>> begin TEXT EXTRACT

Farmers and fruit growers are reporting that climate change is leading to increased ozone concentrations on the soil surface in their fields and orchards – an exposure that can cause irreversible plant damage, reduce crop yields and threaten the food supply, say materials chemists led by Trisha Andrew at the University of Massachusetts Amherst.

Writing in Science Advances, co-first authors Jae Joon Kim and Ruolan Fan show that the Andrew lab’s method of vapor-depositing conducting polymer “tattoos” on plant leaves can allow growers to accurately detect and measure such ozone damage, even at low exposure levels. Their resilient polymer tattoos placed on the leaves allow for “frequent and long-term monitoring of cellular ozone damage in economically important crops such as grapes and apples,” Andrew says.

They write, “We selected grapes (Vitis vinifera L.) as our model plant because the fruit yield and fruit quality of grapevines decrease significantly upon exposure to ground level ozone, leading to significant economic losses.” Ground-level ozone can be produced by the interaction between the nitrates in fertilizer and the sun, for example.

>> end TEXT EXTRACT
>> begin STORED DATA

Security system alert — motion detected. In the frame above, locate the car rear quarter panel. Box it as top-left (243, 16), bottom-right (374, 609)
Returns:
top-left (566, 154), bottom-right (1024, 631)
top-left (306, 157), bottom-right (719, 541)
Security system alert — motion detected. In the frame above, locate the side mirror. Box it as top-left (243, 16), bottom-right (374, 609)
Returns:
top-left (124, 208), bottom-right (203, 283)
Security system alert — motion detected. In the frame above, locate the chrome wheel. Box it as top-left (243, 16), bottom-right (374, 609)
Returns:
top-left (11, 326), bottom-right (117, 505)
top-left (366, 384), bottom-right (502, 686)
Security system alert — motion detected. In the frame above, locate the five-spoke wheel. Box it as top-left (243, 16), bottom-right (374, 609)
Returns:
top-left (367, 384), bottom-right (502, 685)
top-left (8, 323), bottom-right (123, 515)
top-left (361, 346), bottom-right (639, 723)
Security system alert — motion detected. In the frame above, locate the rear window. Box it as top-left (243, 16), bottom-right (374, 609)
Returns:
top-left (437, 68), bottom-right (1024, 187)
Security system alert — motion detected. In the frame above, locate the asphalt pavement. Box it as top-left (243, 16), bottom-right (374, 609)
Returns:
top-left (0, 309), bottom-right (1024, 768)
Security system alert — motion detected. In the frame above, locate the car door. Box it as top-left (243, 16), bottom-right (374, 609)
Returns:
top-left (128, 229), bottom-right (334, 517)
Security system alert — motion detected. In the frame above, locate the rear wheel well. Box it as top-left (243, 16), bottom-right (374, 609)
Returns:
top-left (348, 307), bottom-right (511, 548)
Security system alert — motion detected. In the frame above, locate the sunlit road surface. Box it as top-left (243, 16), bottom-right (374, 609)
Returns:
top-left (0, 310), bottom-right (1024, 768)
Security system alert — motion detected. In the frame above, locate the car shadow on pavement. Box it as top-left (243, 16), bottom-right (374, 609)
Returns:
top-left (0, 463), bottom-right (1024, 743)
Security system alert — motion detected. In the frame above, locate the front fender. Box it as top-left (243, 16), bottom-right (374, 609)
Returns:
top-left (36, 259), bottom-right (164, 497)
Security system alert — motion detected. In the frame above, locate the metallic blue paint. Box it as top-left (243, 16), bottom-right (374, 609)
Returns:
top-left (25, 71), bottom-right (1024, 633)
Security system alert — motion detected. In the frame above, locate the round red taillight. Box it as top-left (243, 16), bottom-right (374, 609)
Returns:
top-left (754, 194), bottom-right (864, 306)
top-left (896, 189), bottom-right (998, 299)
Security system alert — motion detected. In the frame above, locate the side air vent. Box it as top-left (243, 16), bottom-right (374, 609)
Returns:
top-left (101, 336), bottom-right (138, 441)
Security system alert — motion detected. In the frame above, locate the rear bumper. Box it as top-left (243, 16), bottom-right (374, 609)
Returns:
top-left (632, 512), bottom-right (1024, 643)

>> end STORED DATA

WHAT THIS EXERCISE ASKS:
A - In the ozone monitoring text, which plant did the researchers select as their model plant?
B - Swap "rear bumper" for "back bumper" in the stretch of the records from the line containing "locate the front" through the end of the records, and reproduce only that stretch.

SOLUTIONS TO THE EXERCISE:
A - Grapes (Vitis vinifera L.).

B -
Security system alert — motion detected. In the frame above, locate the front fender. Box it as top-left (243, 16), bottom-right (374, 609)
Returns:
top-left (36, 259), bottom-right (164, 497)
Security system alert — motion detected. In the frame above, locate the metallic blue paint. Box it as top-left (243, 16), bottom-right (374, 609)
Returns:
top-left (25, 71), bottom-right (1024, 633)
Security system alert — motion detected. In the frame above, locate the round red taillight. Box it as top-left (243, 16), bottom-right (374, 609)
Returns:
top-left (754, 194), bottom-right (864, 306)
top-left (896, 189), bottom-right (998, 299)
Security system alert — motion detected. In the frame above, locate the side air vent. Box it as top-left (243, 16), bottom-right (374, 609)
Returns:
top-left (101, 336), bottom-right (138, 441)
Security system alert — motion detected. In the frame above, locate the back bumper. Box it as top-left (243, 16), bottom-right (374, 609)
Returns:
top-left (632, 512), bottom-right (1024, 643)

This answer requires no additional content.